▶ [Given problem]:
Lay out the entries from the start up to and including the line with "[[0, 162, 80, 254]]" as a two-column CSV with the columns text and answer, one row per entry. Put each field in quotation marks and replace line breaks with spaces.

▶ [Data in this exercise]:
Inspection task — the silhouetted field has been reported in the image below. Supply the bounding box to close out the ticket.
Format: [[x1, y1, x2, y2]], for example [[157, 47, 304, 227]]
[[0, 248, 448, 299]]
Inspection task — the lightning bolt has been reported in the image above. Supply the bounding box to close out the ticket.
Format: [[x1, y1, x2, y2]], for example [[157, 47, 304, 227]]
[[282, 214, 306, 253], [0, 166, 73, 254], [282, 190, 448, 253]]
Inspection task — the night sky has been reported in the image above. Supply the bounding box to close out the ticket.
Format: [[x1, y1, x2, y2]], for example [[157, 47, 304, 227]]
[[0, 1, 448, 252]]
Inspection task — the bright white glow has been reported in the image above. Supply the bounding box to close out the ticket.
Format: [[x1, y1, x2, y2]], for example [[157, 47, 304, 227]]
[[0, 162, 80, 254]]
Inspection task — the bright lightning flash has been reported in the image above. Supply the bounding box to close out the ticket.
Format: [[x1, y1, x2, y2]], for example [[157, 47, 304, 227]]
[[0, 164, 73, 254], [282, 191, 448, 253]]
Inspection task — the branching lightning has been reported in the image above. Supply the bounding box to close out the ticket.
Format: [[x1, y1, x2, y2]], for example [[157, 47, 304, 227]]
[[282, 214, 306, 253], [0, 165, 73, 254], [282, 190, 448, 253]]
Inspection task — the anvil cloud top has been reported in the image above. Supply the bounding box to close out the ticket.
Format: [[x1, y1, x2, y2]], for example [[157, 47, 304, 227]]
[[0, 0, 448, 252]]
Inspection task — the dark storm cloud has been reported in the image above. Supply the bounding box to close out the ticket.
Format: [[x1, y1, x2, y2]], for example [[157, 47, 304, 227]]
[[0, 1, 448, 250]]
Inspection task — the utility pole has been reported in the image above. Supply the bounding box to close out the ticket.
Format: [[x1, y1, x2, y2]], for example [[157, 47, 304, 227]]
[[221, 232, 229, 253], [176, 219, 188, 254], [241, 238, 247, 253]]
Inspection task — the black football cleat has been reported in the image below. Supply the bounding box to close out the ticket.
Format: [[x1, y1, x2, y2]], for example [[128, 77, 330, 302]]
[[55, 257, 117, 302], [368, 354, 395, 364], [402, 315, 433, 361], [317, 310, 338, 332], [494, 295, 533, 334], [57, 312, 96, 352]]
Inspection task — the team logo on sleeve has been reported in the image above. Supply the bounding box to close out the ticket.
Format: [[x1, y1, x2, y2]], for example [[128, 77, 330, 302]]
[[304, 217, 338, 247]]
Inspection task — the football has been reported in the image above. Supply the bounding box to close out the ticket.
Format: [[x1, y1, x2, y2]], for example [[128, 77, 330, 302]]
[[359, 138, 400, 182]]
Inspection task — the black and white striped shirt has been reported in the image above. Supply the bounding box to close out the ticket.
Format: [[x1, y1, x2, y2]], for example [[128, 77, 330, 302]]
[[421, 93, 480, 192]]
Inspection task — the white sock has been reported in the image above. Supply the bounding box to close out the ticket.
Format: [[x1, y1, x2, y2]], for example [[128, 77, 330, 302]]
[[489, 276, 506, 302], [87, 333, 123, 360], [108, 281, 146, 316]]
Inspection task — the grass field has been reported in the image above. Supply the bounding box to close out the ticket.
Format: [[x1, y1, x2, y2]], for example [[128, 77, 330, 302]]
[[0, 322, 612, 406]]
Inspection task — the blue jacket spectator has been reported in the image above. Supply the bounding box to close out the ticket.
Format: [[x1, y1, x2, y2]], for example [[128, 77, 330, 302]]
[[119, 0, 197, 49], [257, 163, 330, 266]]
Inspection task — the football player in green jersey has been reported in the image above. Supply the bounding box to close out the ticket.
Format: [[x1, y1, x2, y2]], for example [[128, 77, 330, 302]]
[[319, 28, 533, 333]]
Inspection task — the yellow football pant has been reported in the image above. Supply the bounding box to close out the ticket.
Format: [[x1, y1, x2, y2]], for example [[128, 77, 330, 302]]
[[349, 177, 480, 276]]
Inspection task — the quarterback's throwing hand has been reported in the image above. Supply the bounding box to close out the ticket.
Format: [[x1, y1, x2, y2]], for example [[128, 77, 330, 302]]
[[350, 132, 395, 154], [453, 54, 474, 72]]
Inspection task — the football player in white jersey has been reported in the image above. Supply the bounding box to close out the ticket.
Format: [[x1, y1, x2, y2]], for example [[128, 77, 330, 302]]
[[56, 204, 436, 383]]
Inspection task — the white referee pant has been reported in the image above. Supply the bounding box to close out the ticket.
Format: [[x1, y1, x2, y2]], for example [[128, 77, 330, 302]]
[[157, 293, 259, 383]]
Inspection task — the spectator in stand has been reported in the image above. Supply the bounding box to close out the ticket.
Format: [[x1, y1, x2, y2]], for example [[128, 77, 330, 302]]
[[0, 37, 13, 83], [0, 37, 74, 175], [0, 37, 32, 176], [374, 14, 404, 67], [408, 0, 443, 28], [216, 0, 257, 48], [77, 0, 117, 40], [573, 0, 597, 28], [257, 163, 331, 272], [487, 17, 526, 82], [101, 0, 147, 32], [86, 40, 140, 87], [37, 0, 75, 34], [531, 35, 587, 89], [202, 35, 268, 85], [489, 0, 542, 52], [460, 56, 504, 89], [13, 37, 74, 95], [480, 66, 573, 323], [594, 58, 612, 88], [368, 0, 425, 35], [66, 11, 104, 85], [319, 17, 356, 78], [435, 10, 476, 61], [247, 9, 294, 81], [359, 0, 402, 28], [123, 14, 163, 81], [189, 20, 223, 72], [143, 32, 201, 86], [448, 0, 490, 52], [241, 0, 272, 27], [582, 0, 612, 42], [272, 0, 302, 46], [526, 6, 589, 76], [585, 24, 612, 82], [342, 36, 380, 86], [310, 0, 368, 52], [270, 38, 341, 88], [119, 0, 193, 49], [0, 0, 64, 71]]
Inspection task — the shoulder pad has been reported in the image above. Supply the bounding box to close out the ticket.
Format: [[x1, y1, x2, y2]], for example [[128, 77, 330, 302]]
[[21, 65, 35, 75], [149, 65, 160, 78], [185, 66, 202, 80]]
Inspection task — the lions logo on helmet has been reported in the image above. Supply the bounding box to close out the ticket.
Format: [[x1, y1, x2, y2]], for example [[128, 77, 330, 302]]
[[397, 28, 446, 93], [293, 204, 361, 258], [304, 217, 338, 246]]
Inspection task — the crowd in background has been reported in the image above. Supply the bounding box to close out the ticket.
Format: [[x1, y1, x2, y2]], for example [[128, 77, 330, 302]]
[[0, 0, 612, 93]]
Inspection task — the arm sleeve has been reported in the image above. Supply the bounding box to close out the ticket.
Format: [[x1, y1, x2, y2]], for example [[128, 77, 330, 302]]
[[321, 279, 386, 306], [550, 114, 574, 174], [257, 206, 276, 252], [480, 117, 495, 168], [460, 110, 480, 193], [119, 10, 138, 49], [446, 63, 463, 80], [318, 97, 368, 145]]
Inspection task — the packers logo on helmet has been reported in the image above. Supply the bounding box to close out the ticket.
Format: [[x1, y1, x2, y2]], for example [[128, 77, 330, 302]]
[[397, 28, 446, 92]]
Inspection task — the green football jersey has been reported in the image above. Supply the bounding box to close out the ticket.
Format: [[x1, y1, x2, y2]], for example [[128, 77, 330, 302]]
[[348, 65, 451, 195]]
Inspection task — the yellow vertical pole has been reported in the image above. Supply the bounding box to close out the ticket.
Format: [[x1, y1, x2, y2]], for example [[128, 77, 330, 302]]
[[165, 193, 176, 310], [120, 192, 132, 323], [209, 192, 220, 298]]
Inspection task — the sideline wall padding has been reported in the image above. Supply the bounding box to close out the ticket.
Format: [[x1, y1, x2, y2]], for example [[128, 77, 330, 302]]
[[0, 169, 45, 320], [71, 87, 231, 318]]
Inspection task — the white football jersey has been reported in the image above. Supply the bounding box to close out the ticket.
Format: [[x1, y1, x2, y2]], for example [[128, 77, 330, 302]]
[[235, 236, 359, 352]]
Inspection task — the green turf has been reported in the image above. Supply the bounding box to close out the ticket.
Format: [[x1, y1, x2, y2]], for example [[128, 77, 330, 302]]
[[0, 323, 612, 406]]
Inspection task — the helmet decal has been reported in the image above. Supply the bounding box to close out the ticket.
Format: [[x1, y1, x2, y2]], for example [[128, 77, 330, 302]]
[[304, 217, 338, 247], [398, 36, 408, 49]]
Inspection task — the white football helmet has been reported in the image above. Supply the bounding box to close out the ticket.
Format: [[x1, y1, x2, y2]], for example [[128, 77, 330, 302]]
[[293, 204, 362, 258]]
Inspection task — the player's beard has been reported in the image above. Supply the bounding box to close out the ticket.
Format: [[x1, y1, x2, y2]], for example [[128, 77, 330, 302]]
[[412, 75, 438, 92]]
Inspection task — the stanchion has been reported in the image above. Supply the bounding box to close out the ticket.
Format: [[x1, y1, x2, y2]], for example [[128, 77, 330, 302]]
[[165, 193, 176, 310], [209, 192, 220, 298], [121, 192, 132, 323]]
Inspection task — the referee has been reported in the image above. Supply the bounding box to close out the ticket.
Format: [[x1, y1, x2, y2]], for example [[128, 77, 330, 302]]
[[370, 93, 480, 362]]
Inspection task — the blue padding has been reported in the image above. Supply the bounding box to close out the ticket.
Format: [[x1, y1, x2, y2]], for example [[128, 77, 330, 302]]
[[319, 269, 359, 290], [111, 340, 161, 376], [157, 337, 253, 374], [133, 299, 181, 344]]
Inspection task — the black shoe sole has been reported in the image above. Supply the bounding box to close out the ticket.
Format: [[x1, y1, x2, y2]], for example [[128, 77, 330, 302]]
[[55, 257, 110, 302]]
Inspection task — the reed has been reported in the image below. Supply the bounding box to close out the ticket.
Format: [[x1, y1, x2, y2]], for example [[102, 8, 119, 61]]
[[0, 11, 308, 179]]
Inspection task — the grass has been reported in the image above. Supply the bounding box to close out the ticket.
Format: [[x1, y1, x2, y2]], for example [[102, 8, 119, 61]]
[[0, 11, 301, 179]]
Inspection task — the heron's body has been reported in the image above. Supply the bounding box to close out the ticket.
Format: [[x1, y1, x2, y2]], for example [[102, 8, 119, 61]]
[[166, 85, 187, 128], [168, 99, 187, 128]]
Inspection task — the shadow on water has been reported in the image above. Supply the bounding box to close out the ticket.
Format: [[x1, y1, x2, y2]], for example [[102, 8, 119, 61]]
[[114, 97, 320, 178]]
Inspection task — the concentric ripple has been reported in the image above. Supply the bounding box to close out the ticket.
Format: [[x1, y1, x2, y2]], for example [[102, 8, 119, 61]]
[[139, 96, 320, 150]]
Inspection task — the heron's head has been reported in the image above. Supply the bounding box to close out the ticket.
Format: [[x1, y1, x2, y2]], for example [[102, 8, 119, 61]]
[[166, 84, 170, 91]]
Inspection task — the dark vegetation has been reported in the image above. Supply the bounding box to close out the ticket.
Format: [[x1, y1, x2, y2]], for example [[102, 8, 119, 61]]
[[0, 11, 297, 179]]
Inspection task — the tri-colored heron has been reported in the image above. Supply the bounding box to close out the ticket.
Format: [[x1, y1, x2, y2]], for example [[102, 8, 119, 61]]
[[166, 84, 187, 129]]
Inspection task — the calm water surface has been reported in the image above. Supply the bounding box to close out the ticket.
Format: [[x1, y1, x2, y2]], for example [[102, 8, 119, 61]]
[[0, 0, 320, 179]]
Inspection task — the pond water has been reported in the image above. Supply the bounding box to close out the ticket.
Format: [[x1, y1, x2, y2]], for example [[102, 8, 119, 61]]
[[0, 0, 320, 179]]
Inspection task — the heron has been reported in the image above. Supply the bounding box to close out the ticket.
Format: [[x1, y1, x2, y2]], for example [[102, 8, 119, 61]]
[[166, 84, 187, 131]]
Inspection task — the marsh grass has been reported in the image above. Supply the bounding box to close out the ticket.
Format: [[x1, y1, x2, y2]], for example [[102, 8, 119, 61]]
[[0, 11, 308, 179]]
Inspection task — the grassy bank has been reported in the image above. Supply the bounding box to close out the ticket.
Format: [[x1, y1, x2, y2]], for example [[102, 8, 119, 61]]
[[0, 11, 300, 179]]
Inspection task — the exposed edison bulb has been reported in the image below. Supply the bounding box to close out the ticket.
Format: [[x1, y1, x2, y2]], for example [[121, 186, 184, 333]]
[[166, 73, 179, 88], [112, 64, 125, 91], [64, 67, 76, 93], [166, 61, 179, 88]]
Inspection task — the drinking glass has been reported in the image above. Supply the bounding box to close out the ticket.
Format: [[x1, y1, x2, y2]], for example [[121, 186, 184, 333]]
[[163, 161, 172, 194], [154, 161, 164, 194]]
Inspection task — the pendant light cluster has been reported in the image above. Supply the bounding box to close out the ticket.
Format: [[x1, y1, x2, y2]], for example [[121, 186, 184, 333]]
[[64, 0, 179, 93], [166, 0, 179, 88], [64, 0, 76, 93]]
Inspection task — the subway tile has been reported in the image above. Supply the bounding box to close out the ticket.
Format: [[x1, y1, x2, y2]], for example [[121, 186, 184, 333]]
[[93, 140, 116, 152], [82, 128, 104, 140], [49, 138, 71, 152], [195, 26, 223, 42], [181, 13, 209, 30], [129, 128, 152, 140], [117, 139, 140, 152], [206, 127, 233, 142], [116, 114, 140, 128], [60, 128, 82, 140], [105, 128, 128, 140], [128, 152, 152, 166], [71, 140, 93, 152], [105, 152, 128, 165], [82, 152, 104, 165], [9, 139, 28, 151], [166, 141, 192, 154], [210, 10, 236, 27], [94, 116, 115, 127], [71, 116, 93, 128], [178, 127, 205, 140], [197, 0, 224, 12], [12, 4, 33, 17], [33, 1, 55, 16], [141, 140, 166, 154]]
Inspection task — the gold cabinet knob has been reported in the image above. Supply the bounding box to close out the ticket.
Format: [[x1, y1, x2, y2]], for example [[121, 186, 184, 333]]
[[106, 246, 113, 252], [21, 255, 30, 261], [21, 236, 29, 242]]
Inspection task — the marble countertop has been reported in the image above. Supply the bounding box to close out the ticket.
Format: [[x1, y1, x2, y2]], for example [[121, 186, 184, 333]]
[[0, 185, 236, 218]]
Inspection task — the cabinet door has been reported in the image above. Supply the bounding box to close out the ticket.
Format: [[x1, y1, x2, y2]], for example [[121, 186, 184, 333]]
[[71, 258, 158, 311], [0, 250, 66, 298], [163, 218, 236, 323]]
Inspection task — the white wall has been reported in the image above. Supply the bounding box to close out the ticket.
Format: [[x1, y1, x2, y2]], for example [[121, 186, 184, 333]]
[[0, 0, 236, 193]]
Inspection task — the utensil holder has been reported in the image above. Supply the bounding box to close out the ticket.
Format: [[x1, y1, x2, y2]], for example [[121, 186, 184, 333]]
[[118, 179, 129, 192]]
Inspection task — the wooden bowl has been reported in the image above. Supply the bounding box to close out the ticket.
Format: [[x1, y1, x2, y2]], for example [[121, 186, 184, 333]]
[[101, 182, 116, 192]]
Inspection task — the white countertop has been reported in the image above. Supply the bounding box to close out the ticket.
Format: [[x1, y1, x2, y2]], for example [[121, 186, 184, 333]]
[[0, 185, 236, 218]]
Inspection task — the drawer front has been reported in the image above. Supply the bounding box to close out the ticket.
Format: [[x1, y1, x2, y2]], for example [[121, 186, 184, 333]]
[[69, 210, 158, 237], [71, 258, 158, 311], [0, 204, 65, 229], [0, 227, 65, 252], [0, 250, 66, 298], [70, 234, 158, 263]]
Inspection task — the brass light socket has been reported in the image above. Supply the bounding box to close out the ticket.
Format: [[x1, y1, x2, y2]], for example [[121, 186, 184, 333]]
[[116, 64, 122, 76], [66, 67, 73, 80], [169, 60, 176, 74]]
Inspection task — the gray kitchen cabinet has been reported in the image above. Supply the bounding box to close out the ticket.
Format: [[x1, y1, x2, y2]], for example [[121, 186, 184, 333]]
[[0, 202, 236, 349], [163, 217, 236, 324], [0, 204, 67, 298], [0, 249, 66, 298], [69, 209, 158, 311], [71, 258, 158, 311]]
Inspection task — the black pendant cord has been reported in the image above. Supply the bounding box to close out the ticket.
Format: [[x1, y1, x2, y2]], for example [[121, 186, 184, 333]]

▶ [Result for this task]:
text,answer
"Inspection task — the silhouetted field has been reported in the image below. Supply the bounding box to close out the ticket. Format: [[x1, y1, x2, y2]], for example [[157, 47, 304, 227]]","[[0, 248, 448, 299]]"
"Inspection task — the lightning bolt has been reported in the image above. Supply the bounding box to close out the ticket. Format: [[x1, y1, x2, y2]], for example [[157, 47, 304, 227]]","[[282, 214, 306, 253], [0, 166, 73, 254], [282, 190, 448, 253]]"
"Inspection task — the night sky has been reported in the image above. Supply the bounding box to close out the ticket. Format: [[x1, y1, x2, y2]], for example [[157, 47, 304, 227]]","[[0, 1, 448, 252]]"
"Inspection task — the bright white glow has been reported in the image above. Supply the bounding box to close out the ticket. Format: [[x1, y1, x2, y2]], for example [[157, 47, 304, 227]]","[[0, 162, 80, 254]]"